— start Entries —

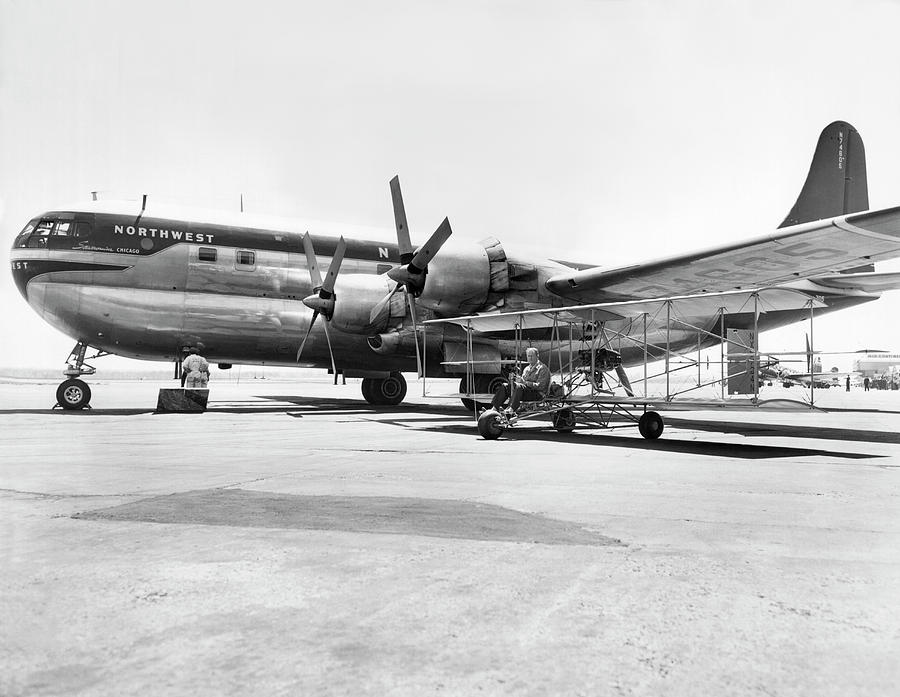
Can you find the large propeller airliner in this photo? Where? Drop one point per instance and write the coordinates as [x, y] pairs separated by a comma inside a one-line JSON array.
[[141, 280]]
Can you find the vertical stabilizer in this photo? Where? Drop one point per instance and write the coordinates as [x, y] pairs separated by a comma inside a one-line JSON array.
[[836, 183]]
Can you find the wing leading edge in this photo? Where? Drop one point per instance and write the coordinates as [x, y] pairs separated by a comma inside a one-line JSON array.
[[818, 248]]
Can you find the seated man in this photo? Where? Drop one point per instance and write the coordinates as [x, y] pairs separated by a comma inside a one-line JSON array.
[[196, 370], [531, 386]]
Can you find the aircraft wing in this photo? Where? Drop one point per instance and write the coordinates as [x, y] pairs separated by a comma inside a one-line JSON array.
[[820, 248], [867, 282]]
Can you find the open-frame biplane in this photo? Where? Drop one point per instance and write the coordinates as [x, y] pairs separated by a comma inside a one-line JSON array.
[[584, 345]]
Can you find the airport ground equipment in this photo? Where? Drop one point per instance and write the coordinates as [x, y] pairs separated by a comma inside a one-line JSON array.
[[583, 346]]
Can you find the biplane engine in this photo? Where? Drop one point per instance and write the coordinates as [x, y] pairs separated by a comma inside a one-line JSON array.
[[604, 359], [360, 307], [458, 279], [594, 363]]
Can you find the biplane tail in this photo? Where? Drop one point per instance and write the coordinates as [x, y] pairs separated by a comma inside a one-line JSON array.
[[836, 183]]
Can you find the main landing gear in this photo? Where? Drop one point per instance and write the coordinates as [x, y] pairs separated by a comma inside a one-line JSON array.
[[484, 384], [388, 391], [72, 393]]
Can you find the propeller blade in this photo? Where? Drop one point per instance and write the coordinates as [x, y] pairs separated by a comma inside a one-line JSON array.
[[412, 272], [330, 351], [331, 276], [412, 314], [308, 330], [403, 242], [381, 305], [311, 263], [430, 248], [623, 378]]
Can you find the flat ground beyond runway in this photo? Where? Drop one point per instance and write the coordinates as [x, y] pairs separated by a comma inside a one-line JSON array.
[[295, 541]]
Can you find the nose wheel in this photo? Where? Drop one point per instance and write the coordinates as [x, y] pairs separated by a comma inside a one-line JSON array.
[[73, 394]]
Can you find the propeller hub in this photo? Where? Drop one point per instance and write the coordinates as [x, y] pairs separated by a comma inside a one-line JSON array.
[[316, 302]]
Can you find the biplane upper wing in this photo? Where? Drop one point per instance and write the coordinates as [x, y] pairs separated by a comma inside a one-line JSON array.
[[658, 312], [809, 250]]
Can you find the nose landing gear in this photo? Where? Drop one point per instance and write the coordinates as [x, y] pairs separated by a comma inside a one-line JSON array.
[[72, 393]]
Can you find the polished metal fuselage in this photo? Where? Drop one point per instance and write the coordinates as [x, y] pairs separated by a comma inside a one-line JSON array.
[[140, 287]]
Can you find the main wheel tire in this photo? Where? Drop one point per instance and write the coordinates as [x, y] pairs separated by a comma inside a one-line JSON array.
[[650, 425], [469, 404], [489, 425], [73, 394], [388, 391], [564, 420], [366, 388]]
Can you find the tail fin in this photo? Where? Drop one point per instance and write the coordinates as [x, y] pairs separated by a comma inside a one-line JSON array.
[[836, 183]]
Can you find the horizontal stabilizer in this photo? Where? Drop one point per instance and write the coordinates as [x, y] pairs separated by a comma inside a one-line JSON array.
[[868, 282], [836, 183]]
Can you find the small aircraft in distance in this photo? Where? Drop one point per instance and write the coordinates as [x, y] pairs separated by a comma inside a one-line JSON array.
[[773, 371], [148, 281]]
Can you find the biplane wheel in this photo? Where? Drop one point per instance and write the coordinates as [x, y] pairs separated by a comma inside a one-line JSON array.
[[564, 420], [388, 391], [650, 425], [73, 394], [489, 425]]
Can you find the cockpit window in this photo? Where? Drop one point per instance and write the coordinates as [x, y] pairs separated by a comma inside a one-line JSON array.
[[38, 238], [36, 234], [22, 239]]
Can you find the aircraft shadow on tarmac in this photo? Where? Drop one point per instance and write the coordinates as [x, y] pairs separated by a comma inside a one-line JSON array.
[[390, 515], [747, 451], [421, 415]]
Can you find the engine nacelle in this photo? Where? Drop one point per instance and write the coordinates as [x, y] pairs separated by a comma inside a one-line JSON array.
[[403, 342], [458, 280], [356, 295]]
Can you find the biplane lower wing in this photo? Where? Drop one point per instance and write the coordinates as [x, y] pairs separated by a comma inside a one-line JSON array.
[[619, 316]]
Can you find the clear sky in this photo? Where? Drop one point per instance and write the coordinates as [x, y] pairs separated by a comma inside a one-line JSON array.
[[598, 131]]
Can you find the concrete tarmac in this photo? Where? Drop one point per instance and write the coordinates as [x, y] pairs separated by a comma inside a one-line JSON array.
[[293, 540]]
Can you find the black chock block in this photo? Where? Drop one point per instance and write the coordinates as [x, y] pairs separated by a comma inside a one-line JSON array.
[[182, 400]]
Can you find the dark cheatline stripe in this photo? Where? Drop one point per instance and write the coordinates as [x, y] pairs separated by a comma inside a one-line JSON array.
[[24, 269]]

— end Entries —

**Short problem**
Rewrite the data starting at the line containing "Can you find the horizontal" and ending at the line containing "[[38, 238], [36, 234], [22, 239]]", replacing "Drop" with "Place" and changing nothing else.

**Written answer**
Can you find the horizontal stabilizer in this photo? Where? Place one point per instance and write the coordinates as [x, y] pairs separated by a comma inside a one-line JSON array.
[[868, 282], [836, 183]]
Can you find the small aircraft in distance in this photo? Where? Place one point per instance and write the coordinates as [x, y] pairs separated by a comma inside a one-line JSON array.
[[773, 371], [148, 281]]
Can you find the biplane wheel in this photo? Where? Place one point per instance and write the coordinates as [x, y] pairs separated by a comma inside a one-line JSON array.
[[564, 420], [388, 391], [650, 425], [73, 394], [489, 425]]
Can you find the cockpit window in this photo? Where? Place one point per instance and write the coordinates as [x, y] pairs separated by a comma inside a one-line JSON array.
[[38, 238], [36, 234], [22, 239]]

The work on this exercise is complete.